— BEGIN DATASET —

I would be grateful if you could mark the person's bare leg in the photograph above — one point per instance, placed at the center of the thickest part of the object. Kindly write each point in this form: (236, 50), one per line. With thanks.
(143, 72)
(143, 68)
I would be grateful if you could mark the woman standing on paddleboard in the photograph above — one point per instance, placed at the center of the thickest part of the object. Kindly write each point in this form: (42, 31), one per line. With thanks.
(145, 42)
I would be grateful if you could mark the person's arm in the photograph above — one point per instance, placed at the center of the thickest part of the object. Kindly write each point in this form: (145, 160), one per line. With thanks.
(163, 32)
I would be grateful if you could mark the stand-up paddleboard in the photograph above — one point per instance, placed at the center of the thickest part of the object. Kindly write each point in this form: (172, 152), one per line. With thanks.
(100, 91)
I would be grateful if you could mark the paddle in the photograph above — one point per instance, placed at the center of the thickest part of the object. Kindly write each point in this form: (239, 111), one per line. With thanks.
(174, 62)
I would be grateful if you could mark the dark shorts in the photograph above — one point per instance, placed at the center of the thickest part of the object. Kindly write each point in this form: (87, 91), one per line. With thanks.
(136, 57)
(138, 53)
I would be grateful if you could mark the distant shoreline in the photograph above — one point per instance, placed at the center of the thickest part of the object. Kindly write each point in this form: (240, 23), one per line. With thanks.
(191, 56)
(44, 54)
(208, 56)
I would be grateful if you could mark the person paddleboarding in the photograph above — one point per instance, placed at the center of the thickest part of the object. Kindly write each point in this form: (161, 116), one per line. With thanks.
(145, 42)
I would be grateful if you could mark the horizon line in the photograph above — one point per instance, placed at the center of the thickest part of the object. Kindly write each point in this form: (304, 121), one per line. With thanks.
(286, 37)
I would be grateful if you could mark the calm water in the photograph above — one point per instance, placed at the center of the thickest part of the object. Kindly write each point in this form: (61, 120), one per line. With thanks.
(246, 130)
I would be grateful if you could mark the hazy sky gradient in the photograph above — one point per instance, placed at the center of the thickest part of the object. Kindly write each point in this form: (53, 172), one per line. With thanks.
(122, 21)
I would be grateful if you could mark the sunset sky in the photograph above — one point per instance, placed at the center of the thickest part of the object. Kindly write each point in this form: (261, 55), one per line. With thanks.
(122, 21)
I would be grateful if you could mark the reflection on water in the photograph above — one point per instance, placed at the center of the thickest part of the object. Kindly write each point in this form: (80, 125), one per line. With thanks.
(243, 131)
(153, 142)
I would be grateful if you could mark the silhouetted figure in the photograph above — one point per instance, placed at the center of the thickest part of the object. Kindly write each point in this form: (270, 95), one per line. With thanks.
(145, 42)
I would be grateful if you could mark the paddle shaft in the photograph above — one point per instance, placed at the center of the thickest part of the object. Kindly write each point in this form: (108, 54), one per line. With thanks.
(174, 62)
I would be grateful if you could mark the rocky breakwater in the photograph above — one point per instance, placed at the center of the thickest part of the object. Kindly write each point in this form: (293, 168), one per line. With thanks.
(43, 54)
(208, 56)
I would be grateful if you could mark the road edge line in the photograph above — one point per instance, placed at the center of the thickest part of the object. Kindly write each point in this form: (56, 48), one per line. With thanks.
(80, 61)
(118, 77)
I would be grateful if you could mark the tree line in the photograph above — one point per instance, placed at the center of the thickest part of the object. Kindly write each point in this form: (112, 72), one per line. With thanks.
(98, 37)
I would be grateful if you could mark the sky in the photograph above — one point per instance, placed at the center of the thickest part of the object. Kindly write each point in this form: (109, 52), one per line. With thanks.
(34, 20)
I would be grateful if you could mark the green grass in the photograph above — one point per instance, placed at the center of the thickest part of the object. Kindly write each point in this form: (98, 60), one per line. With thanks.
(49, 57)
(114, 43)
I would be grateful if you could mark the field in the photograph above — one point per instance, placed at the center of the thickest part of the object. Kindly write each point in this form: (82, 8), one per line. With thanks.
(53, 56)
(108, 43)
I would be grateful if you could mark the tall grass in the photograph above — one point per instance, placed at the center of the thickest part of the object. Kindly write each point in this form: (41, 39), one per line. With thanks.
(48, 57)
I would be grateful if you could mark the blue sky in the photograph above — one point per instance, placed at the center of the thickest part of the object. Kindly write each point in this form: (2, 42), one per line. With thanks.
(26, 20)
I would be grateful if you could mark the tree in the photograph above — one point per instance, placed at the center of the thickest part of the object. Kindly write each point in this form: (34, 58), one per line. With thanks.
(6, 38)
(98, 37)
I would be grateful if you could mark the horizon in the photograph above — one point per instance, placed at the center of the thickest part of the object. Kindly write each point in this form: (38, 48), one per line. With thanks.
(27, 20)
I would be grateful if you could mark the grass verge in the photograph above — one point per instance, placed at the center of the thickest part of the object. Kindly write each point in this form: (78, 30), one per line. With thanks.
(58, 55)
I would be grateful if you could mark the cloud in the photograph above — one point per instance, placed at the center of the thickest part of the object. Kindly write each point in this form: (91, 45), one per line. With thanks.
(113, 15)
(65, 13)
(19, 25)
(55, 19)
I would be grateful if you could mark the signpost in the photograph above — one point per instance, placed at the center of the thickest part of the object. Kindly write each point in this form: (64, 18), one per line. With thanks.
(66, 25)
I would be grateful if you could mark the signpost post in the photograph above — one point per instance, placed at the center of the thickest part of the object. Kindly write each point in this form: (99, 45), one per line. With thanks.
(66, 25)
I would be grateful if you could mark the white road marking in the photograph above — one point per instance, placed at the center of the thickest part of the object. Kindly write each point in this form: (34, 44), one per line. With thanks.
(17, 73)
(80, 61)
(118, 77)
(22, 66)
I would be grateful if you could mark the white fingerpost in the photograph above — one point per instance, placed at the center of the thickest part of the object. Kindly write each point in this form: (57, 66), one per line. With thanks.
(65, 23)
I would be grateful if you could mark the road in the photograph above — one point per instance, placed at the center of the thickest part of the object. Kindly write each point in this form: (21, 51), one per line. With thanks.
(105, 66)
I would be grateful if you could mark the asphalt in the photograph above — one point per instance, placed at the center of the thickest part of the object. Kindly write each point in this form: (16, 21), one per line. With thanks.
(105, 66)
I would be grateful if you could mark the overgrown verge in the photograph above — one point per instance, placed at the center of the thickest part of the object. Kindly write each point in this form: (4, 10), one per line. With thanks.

— END DATASET —

◆ AIM OF THE EXERCISE ◆
Your task is to reproduce the whole listing exactly.

◆ EXPECTED ANSWER ◆
I would be grateful if you could mark the person's bare leg in the photograph above — one point per instance, placed at the center of the thickest part of the object. Kindly write each point in this form: (236, 50), one per line. With thanks.
(143, 72)
(143, 68)
I would be grateful if you could mark the woman standing on paddleboard in the photograph above — one point per instance, placed at the center of the thickest part of the object. Kindly write each point in this form: (42, 31), one per line. With thanks.
(145, 42)
I would be grateful if you could mark the person's arm in the photograph above — one point per instance, placed at the center of the thickest part of the object. Kindly write each point in this form: (145, 160), one per line. With thanks.
(163, 32)
I would be grateful if you could mark the stand-up paddleboard in the photograph above — one point per instance, placed at the center of the thickest part of the object. Kindly write each point in this form: (172, 152), one per line. With thanks.
(100, 91)
I would be grateful if you could mark the paddle in the photograph above — one point per instance, placed at the center of the thickest part of the object. Kindly write each point in this form: (239, 111), one per line. With thanks.
(174, 62)
I would be grateful if you could mark the dark shorts in the photograph above — one point per instance, placed at the center of the thickest part of the object. Kindly write each point in this form: (87, 91), one per line. With thanks.
(136, 57)
(138, 53)
I would be grateful if you could mark the distant shoreline in the photograph above — one point per instance, placed at the center of the thickest part of the object. Kindly write each point in this form: (240, 23), one per line. With thanks.
(191, 56)
(44, 54)
(208, 56)
I would be grateful if you could mark the person paddleboarding in the photograph above — one point per instance, placed at the center of the thickest part of the object. Kindly write each point in this form: (161, 116), one per line. With thanks.
(145, 42)
I would be grateful if you could mark the horizon line in the photograph above — one point per instance, placed at the center of the thickest part of the object. Kindly write each point in this form: (304, 121), one per line. With thanks.
(286, 37)
I would be grateful if you could mark the calm water in the photograph above — one point per instance, placed at the center of the thickest part of the object. Kindly write each point in this form: (61, 120), one per line. With thanks.
(246, 130)
I would be grateful if you could mark the hazy sky gradient in the photograph above — one point per instance, placed at the center of the thickest part of the object. Kindly write each point in this form: (53, 172), one per line. With thanks.
(122, 21)
I would be grateful if you could mark the sunset sky in the photograph above — one point per instance, placed at the center of the thickest part of the object. Kindly write each point in this form: (261, 55), one per line. With thanks.
(122, 21)
I would be grateful if you could mark the reflection on water in the photograph above — one point per instance, placed at the center of the thickest part of the object. Kindly write each point in this form: (80, 125), one per line. With thanks.
(243, 131)
(153, 142)
I would be grateful if you could mark the silhouetted figure in the photograph above — one point per instance, placed at the center of the thickest part of the object. Kindly write each point in this form: (270, 95), one per line. With thanks.
(145, 42)
I would be grateful if you could mark the paddle shaft in the photograph above — one point per instance, placed at the center of the thickest part of the object. Kindly write each point in this form: (108, 54), one per line. With thanks.
(174, 62)
I would be grateful if you could mark the rocky breakwater in the photograph above — one point per instance, placed at the center of the thickest part of the object. Kindly write each point in this form: (293, 168), one per line. With thanks.
(43, 54)
(208, 56)
I would be grateful if you could mark the road edge line in the photograph above — one point per instance, placed at the center of the thickest part of the object. Kindly write each point in this form: (56, 48), one per line. With thanks.
(80, 61)
(118, 77)
I would be grateful if you could mark the tree line in the photograph above — one point per instance, placed at the center of the thickest part of the object. Kindly write each point in this form: (112, 72), one per line. With thanks.
(98, 37)
I would be grateful if you could mark the sky in the photograph above — one point per instance, placed at the center of the thickest part of the object. Kindly write each point in this form: (109, 52), one per line. With thanks.
(34, 20)
I would be grateful if you could mark the green grass in the photograph above — one point per instance, placed at the center of the thickest part of the object. Kindly write each point in this form: (98, 60), one per line. With thanks.
(49, 57)
(114, 43)
I would be grateful if you could mark the field in the photograph above — one point per instance, placed at the center of the thickest part of the object. Kindly write each point in this form: (82, 8), one per line. With thanks.
(53, 56)
(108, 43)
I would be grateful if you could mark the tall grass in the photograph above — one point per instance, placed at the center of the thickest part of the object. Kindly write each point in this form: (41, 39), one per line. With thanks.
(48, 57)
I would be grateful if you could mark the blue sky in the photograph above — one point per instance, placed at the center of the thickest part of the object. Kindly write each point in this form: (2, 42), one per line. With thanks.
(26, 20)
I would be grateful if you could mark the tree in the photograph above — one point per instance, placed at the center of the thickest part of the object. Kindly write each point in this form: (34, 58), one per line. With thanks.
(6, 38)
(98, 37)
I would be grateful if you could mark the horizon in the photograph above — one point per instance, placed at the center of the thickest part of the object. Kindly write each point in this form: (38, 48), one per line. With thanks.
(27, 20)
I would be grateful if you could mark the grass verge in the photograph above — one point per instance, placed at the center of the thickest part of the object. Kindly write each point in this form: (78, 30), one per line. With thanks.
(58, 55)
I would be grateful if you could mark the cloud in the photograph above — one point per instance, placed at the center of the thickest part of the object. Kindly write each point in this form: (91, 45), one per line. With thanks.
(113, 15)
(65, 13)
(19, 25)
(55, 19)
I would be grateful if you could mark the signpost in the photograph above — one point per instance, placed at the center of the thickest part of the object. Kindly write each point in this form: (64, 18), one per line. With thanks.
(66, 25)
I would be grateful if you could mark the signpost post in the photograph above — one point per instance, placed at the center of the thickest part of the object. Kindly write each point in this form: (99, 45), one per line. With thanks.
(66, 25)
I would be grateful if you could mark the white road marking in the photograph above — one point per instance, placed at the center of the thickest part of the object. Kindly write each point in this form: (34, 44), one per line. With thanks.
(17, 73)
(80, 61)
(118, 77)
(22, 66)
I would be grateful if you could mark the white fingerpost in the photograph above — one point per instance, placed at the center of the thickest part of the object. Kindly write each point in this form: (57, 66), one per line. With thanks.
(65, 23)
I would be grateful if you could mark the road in the photograph above — one point per instance, placed at the center of the thickest part of the object. Kindly write each point in this form: (21, 51), one per line. With thanks.
(105, 66)
I would be grateful if you could mark the asphalt in the photograph above — one point per instance, placed at the center of the thickest part of the object. Kindly write each point in this form: (16, 21), one per line. With thanks.
(105, 66)
I would be grateful if you could mark the overgrown verge in the photograph above — one point per instance, placed at the center of the thickest part of the object. Kindly write each point in this form: (4, 10), one per line. With thanks.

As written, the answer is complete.